Page excerpt →
All of lore.kernel.org
 help / color / mirror / Atom feed
From: Daniel Colascione <dancol@google.com>
To: Linus Torvalds <torvalds@linux-foundation.org>
Cc: Jonathan Kowalski <bl0pbl33p@gmail.com>,
	Aleksa Sarai <cyphar@cyphar.com>,
	Andy Lutomirski <luto@amacapital.net>,
	Christian Brauner <christian@brauner.io>,
	Jann Horn <jannh@google.com>, Andrew Lutomirski <luto@kernel.org>,
	David Howells <dhowells@redhat.com>,
	"Serge E. Hallyn" <serge@hallyn.com>,
	Linux API <linux-api@vger.kernel.org>,
	Linux List Kernel Mailing <linux-kernel@vger.kernel.org>,
	Arnd Bergmann <arnd@arndb.de>,
	"Eric W. Biederman" <ebiederm@xmission.com>,
	Konstantin Khlebnikov <khlebnikov@yandex-team.ru>,
	Kees Cook <keescook@chromium.org>,
	Alexey Dobriyan <adobriyan@gmail.com>,
	Thomas Gleixner <tglx@linutronix.de>,
	Michael Kerrisk-manpages <mtk.manpages@gmail.com>,
	"Dmitry V. Levin" <ldv@altlinux.org>,
	Andrew Morton <akpm@linux-foundation.org>,
	Oleg Nesterov <oleg@redhat.com>,
	Nagarathnam Muthusamy <nagarathnam.muthusamy@oracle.com>,
	Al Viro <viro@zeniv.linux.org.uk>,
	Joel Fernandes <joel@joelfernandes.org>
Subject: Re: [PATCH v2 0/5] pid: add pidfd_open()
Date: Mon, 1 Apr 2019 09:45:22 -0700	[thread overview]
Message-ID: <CAKOZuet2QCoW1XMpTAzXS868PhF-gh14czFn4gwE4A=oX=Yr8w@mail.gmail.com> (raw)
In-Reply-To: <CAHk-=wjgENV0pT8=MjB1UVBeWCrECCNXv15AKKX7Kfg7Eak7qw@mail.gmail.com>

On Mon, Apr 1, 2019 at 9:30 AM Linus Torvalds
<torvalds@linux-foundation.org> wrote:
>
> On Mon, Apr 1, 2019 at 9:22 AM Daniel Colascione <dancol@google.com> wrote:
> >
> > There's a subtlety: suppose I'm a library and I want to create a
> > private subprocess. I use the new clone facility, whatever it is, and
> > get a pidfd back. I need to be able to read the child's exit status
> > even if the child exits before clone returns in the parent. Doesn't
> > this requirement imply that the pidfd, kernel-side, contain something
> > a bit more than a struct pid?
>
> Note that clone() has always supported this, but it has basically
> never been used.
>
> One of the early thinkings behind clone() was that it could be used
> for basically "AIO in user space", by having exactly these kinds of
> library-private internal subthreads that are hidden as real threads.

Supplied data →
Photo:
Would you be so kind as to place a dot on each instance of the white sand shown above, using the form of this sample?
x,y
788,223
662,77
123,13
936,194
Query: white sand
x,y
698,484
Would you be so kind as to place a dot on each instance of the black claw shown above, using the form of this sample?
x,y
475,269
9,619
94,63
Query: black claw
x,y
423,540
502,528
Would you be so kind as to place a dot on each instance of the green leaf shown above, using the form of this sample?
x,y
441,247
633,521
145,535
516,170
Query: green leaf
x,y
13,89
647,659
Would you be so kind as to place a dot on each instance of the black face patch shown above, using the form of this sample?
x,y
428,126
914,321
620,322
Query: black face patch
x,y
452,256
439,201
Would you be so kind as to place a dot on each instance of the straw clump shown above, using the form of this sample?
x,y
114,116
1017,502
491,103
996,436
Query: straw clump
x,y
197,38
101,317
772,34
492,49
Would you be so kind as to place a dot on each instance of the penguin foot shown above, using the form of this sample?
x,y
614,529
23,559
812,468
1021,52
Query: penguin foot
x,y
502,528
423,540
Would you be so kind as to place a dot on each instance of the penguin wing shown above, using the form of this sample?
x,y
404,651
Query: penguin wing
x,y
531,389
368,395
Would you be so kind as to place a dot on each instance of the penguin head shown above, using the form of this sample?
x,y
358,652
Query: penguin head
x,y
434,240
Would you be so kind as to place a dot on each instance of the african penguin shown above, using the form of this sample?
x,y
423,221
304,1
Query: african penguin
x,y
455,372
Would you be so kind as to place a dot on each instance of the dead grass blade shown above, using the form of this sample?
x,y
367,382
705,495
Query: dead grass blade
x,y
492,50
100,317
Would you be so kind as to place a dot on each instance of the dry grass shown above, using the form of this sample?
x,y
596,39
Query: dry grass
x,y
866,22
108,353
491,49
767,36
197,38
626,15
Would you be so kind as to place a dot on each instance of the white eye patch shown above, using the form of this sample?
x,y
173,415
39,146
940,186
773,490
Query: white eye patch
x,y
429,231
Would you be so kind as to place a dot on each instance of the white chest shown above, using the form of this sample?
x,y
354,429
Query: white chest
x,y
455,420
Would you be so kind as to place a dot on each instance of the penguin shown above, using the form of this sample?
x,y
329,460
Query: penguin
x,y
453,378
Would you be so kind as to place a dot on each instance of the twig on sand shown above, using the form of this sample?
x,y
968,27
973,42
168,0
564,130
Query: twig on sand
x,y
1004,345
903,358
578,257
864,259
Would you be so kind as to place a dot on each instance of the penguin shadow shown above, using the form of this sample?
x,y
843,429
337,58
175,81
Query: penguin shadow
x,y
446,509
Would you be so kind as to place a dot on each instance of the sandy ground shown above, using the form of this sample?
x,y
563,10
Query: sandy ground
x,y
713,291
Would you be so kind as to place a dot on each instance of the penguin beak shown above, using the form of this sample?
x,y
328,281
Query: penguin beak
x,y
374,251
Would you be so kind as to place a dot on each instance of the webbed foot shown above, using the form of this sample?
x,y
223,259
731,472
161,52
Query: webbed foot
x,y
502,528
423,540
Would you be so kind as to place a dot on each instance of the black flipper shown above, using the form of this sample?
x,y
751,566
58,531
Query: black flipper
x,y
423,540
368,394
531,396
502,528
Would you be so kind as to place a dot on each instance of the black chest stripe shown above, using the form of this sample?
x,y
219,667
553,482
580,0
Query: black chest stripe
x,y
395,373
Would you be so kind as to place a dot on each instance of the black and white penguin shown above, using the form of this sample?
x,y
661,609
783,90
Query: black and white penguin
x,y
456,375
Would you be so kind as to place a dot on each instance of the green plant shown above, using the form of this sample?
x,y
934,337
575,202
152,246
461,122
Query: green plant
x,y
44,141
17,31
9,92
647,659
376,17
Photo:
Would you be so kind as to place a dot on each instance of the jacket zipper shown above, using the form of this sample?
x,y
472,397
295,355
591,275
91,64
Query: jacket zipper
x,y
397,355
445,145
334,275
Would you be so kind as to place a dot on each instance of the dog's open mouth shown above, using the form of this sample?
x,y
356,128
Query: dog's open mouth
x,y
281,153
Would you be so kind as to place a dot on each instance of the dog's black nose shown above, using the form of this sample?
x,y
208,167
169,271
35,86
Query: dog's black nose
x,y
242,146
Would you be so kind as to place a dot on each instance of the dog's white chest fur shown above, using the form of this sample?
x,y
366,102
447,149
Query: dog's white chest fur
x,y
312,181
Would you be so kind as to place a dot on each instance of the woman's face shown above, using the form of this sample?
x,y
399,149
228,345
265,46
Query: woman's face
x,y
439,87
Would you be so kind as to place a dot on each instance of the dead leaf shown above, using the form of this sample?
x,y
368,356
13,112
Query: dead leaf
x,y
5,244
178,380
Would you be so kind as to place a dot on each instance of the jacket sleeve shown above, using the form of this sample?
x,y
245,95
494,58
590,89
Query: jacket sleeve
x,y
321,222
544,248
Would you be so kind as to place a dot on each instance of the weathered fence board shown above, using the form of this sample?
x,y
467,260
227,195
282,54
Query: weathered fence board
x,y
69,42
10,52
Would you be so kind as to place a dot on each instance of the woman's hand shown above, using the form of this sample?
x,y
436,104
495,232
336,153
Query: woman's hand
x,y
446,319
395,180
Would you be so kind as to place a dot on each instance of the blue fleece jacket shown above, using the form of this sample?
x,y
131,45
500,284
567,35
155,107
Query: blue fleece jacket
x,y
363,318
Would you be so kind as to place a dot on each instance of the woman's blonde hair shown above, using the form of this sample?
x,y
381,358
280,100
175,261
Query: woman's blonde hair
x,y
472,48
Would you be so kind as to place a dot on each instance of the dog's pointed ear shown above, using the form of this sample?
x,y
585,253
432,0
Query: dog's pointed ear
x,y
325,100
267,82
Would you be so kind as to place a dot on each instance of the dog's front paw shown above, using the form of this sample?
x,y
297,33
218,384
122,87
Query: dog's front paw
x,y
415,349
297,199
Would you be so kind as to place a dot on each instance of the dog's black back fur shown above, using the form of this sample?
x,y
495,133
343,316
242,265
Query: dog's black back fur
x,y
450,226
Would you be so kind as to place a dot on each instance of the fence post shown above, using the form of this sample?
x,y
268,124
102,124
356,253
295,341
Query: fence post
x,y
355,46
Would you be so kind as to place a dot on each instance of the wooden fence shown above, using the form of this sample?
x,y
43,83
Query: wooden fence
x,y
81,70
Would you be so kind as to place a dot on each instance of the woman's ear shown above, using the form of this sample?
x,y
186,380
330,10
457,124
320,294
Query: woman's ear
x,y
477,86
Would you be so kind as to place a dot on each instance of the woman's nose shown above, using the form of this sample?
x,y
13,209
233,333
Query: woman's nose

Goals →
• A. Rewrite the part of the pidfd_open() email that begins at the words "On Mon, Apr 1, 2019 at 9:30" and stops after "never been used.", changing "pidfd" to "process descriptor".
• B. In the pidfd_open() email, what does the quoted reply say was one of the early ideas behind clone()?
• C. List every header field name that labels a line at the top of the pidfd_open() email, before the message body.

Solutions for each task →
• A.
On Mon, Apr 1, 2019 at 9:30 AM Linus Torvalds
<torvalds@linux-foundation.org> wrote:
>
> On Mon, Apr 1, 2019 at 9:22 AM Daniel Colascione <dancol@google.com> wrote:
> >
> > There's a subtlety: suppose I'm a library and I want to create a
> > private subprocess. I use the new clone facility, whatever it is, and
> > get a process descriptor back. I need to be able to read the child's exit status
> > even if the child exits before clone returns in the parent. Doesn't
> > this requirement imply that the process descriptor, kernel-side, contain something
> > a bit more than a struct pid?
>
> Note that clone() has always supported this, but it has basically
> never been used.

• B. That it could be used for basically "AIO in user space," by having library-private internal subthreads that are hidden as real threads.

• C. From, To, Cc, Subject, Date, Message-ID, In-Reply-To